◆ **Goal**:
Transcribe the records that follow, preserving every word.

◆ **Data lines**:

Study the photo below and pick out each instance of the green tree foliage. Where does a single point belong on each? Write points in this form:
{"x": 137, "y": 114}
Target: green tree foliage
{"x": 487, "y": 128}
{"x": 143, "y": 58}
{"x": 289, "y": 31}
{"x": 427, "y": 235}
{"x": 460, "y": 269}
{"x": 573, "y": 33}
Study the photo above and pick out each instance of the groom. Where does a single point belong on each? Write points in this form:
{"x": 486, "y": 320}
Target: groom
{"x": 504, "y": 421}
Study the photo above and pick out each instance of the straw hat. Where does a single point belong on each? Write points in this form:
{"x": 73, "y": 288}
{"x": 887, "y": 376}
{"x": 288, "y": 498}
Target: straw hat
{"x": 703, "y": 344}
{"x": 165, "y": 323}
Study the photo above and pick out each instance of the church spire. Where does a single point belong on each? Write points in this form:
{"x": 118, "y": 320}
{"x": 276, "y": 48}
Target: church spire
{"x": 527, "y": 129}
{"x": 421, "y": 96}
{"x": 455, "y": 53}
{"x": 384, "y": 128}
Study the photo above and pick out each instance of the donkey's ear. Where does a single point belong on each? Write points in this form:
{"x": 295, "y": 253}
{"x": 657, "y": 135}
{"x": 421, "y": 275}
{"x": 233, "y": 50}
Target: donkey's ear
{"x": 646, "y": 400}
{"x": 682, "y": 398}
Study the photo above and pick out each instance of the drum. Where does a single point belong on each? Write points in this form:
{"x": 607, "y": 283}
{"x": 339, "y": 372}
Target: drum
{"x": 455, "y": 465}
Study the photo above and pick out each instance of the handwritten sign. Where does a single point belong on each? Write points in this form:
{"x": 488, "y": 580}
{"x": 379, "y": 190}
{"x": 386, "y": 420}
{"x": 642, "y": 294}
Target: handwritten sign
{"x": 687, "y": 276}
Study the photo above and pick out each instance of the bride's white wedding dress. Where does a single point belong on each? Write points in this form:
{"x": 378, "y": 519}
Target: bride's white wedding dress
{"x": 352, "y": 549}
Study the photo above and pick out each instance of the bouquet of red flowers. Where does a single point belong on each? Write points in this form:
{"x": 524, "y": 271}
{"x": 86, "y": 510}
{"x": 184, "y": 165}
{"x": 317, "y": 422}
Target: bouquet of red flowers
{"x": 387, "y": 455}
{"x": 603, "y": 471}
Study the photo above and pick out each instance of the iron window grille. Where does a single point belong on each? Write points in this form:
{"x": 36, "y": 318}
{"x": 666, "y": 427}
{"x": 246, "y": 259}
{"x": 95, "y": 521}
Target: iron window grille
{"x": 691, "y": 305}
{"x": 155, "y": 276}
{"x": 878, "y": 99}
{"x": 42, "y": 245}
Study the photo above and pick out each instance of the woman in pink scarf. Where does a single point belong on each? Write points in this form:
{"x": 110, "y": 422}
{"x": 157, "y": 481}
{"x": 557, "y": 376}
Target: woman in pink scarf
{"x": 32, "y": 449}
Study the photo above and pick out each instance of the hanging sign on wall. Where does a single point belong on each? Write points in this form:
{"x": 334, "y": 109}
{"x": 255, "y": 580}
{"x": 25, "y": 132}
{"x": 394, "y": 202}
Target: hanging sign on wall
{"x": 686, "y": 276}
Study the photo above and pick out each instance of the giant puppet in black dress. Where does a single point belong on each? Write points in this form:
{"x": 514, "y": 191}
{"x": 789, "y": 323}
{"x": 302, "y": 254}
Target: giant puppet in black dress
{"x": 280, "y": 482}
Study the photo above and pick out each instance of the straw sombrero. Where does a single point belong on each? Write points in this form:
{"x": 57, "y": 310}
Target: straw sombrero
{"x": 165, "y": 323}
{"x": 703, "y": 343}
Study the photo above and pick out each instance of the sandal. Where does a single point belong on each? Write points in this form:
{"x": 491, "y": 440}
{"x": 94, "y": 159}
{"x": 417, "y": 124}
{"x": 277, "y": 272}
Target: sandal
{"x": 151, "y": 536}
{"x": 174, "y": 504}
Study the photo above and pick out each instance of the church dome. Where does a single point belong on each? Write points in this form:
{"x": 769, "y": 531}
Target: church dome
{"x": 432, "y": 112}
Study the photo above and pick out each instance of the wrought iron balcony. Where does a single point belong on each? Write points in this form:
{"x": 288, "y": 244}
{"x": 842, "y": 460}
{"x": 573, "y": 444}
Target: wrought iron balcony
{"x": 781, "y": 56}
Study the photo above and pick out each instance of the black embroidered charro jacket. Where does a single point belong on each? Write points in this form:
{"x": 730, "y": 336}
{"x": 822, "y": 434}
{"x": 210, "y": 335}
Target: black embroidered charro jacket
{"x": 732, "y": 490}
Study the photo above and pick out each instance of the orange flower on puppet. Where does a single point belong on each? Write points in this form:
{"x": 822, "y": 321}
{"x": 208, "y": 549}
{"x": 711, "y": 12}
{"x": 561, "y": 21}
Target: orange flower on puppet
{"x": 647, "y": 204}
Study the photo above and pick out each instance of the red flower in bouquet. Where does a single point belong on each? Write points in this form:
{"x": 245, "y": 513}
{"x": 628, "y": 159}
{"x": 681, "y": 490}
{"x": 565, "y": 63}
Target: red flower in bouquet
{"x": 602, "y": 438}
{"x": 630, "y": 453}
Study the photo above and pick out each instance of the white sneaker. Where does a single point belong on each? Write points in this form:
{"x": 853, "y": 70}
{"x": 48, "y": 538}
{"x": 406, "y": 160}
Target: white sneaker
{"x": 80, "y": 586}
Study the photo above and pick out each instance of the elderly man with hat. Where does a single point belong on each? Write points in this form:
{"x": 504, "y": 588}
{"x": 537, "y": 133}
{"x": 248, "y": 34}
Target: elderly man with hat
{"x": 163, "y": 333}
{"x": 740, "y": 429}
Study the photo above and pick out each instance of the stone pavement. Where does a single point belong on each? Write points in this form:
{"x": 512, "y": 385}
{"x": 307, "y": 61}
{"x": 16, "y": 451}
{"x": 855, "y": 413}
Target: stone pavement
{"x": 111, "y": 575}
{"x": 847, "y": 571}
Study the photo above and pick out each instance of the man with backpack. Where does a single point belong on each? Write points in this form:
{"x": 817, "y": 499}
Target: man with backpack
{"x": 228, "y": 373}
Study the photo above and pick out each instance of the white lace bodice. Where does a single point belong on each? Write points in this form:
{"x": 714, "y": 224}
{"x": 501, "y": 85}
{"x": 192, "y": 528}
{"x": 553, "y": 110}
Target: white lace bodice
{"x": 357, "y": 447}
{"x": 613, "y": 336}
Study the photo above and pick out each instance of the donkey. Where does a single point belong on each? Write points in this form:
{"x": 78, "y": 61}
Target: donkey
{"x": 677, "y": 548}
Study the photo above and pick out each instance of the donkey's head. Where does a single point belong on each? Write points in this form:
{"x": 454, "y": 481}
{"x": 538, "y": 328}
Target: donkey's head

◆ **Written solution**:
Study the photo below and pick out each instance of the green tree foliage. Where does a single point belong on each? Write points in this form:
{"x": 137, "y": 114}
Target: green tree foliage
{"x": 487, "y": 128}
{"x": 143, "y": 58}
{"x": 289, "y": 31}
{"x": 427, "y": 235}
{"x": 460, "y": 269}
{"x": 573, "y": 33}
Study the photo above and pick out each instance of the groom. Where does a single point belong on each? Write points in this form:
{"x": 486, "y": 320}
Target: groom
{"x": 504, "y": 421}
Study the photo above and pick out each instance of the straw hat. Where does a single point belong on each? Write points in this form:
{"x": 73, "y": 288}
{"x": 887, "y": 376}
{"x": 288, "y": 498}
Target: straw hat
{"x": 703, "y": 344}
{"x": 165, "y": 323}
Study the photo above and pick out each instance of the church spire. Where does a single point belong on each? Write points in this form:
{"x": 118, "y": 320}
{"x": 276, "y": 48}
Target: church spire
{"x": 527, "y": 129}
{"x": 421, "y": 96}
{"x": 455, "y": 53}
{"x": 384, "y": 128}
Study the photo above and pick out each instance of the donkey's ear. Where does a single point belong on each? Write points in this form:
{"x": 295, "y": 253}
{"x": 657, "y": 135}
{"x": 421, "y": 275}
{"x": 233, "y": 50}
Target: donkey's ear
{"x": 646, "y": 400}
{"x": 682, "y": 398}
Study the photo above and pick out each instance of the drum. Where does a single point belong on each? Write points in this form:
{"x": 607, "y": 283}
{"x": 339, "y": 372}
Target: drum
{"x": 455, "y": 465}
Study the photo above and pick out each instance of the handwritten sign. Where does a single point belong on each? Write points in this form:
{"x": 488, "y": 580}
{"x": 379, "y": 190}
{"x": 386, "y": 420}
{"x": 642, "y": 294}
Target: handwritten sign
{"x": 687, "y": 276}
Study the photo above and pick out each instance of the bride's white wedding dress. Where does a single point belong on each? Write points in this form:
{"x": 378, "y": 519}
Target: bride's white wedding dress
{"x": 352, "y": 549}
Study the photo above and pick out each instance of the bouquet of red flowers. Where does a single point belong on each? Write points in this form:
{"x": 524, "y": 271}
{"x": 86, "y": 510}
{"x": 184, "y": 165}
{"x": 317, "y": 422}
Target: bouquet of red flowers
{"x": 387, "y": 455}
{"x": 603, "y": 471}
Study the photo above and pick out each instance of the iron window grille. Where does a single point belong on each? Write points in this form:
{"x": 36, "y": 318}
{"x": 666, "y": 427}
{"x": 246, "y": 259}
{"x": 95, "y": 521}
Target: iron window grille
{"x": 691, "y": 305}
{"x": 155, "y": 276}
{"x": 878, "y": 99}
{"x": 42, "y": 245}
Study the photo above and pick out each instance of the woman in pink scarf. Where does a single point belong on each? Write points in this form:
{"x": 110, "y": 422}
{"x": 157, "y": 481}
{"x": 557, "y": 376}
Target: woman in pink scarf
{"x": 32, "y": 449}
Study the photo above and pick out each instance of the hanging sign on wall. Where does a single point belong on each? Write points in this form:
{"x": 334, "y": 109}
{"x": 255, "y": 580}
{"x": 25, "y": 132}
{"x": 394, "y": 202}
Target: hanging sign on wall
{"x": 686, "y": 276}
Study the photo above and pick out each instance of the giant puppet in black dress. Where does a single point belong on each? Write points in this form:
{"x": 514, "y": 191}
{"x": 789, "y": 323}
{"x": 302, "y": 254}
Target: giant puppet in black dress
{"x": 280, "y": 482}
Study the photo above and pick out each instance of the straw sombrero. Where does a single point belong on each? Write points in this form:
{"x": 57, "y": 310}
Target: straw sombrero
{"x": 165, "y": 323}
{"x": 703, "y": 343}
Study the photo above and pick out each instance of the sandal. Where does a single point belong on each? Write points in this form:
{"x": 491, "y": 440}
{"x": 94, "y": 159}
{"x": 417, "y": 124}
{"x": 277, "y": 272}
Target: sandal
{"x": 151, "y": 536}
{"x": 174, "y": 504}
Study the photo above and pick out each instance of the church dome. Where does a single point belong on each? Write points in this form:
{"x": 769, "y": 531}
Target: church dome
{"x": 432, "y": 112}
Study the photo above and pick out each instance of the wrought iron balcony. Where does a single point belong on each? Write points in this form:
{"x": 288, "y": 244}
{"x": 842, "y": 460}
{"x": 573, "y": 444}
Target: wrought iron balcony
{"x": 781, "y": 56}
Study the photo above and pick out each instance of the black embroidered charro jacket. Where does a single point belong on each? Write points in this form:
{"x": 730, "y": 336}
{"x": 822, "y": 434}
{"x": 210, "y": 335}
Target: black embroidered charro jacket
{"x": 732, "y": 490}
Study the photo above and pick out each instance of the orange flower on puppet. Where does a single point belong on each? Write points in this form:
{"x": 822, "y": 321}
{"x": 208, "y": 549}
{"x": 711, "y": 12}
{"x": 561, "y": 21}
Target: orange flower on puppet
{"x": 647, "y": 204}
Study the photo above and pick out each instance of the red flower in bouquet. Where does a single point belong on each? Write points in this form:
{"x": 245, "y": 513}
{"x": 628, "y": 159}
{"x": 681, "y": 490}
{"x": 565, "y": 63}
Target: red flower in bouquet
{"x": 602, "y": 438}
{"x": 630, "y": 453}
Study the photo above and pick out each instance of the white sneaker. Where does a single point belong on each? Write points in this form:
{"x": 853, "y": 70}
{"x": 48, "y": 538}
{"x": 406, "y": 160}
Target: white sneaker
{"x": 80, "y": 586}
Study the photo above and pick out each instance of the elderly man with hat. Where does a single point belong on each? Write points in this form:
{"x": 504, "y": 588}
{"x": 537, "y": 133}
{"x": 248, "y": 34}
Target: elderly man with hat
{"x": 163, "y": 333}
{"x": 740, "y": 429}
Study the photo above and pick out each instance of the stone pavement. Where does a single point belong on each? Write points in this form:
{"x": 512, "y": 385}
{"x": 307, "y": 61}
{"x": 16, "y": 451}
{"x": 855, "y": 413}
Target: stone pavement
{"x": 111, "y": 575}
{"x": 847, "y": 571}
Study the photo above and pick out each instance of the man with backpack. Where does a single point belong on each? Write points in this form:
{"x": 817, "y": 499}
Target: man with backpack
{"x": 228, "y": 373}
Study the photo above and pick out each instance of the white lace bodice. Where does a single point belong on each? Write points in this form:
{"x": 714, "y": 224}
{"x": 501, "y": 85}
{"x": 192, "y": 528}
{"x": 553, "y": 110}
Target: white lace bodice
{"x": 357, "y": 447}
{"x": 613, "y": 336}
Study the photo above and pick out each instance of the donkey. Where does a single point belong on each? Write points in this form:
{"x": 78, "y": 61}
Target: donkey
{"x": 677, "y": 548}
Study the photo above and pick out each instance of the donkey's head. Where does a single point belong on each? Write points in this form:
{"x": 454, "y": 481}
{"x": 538, "y": 328}
Target: donkey's head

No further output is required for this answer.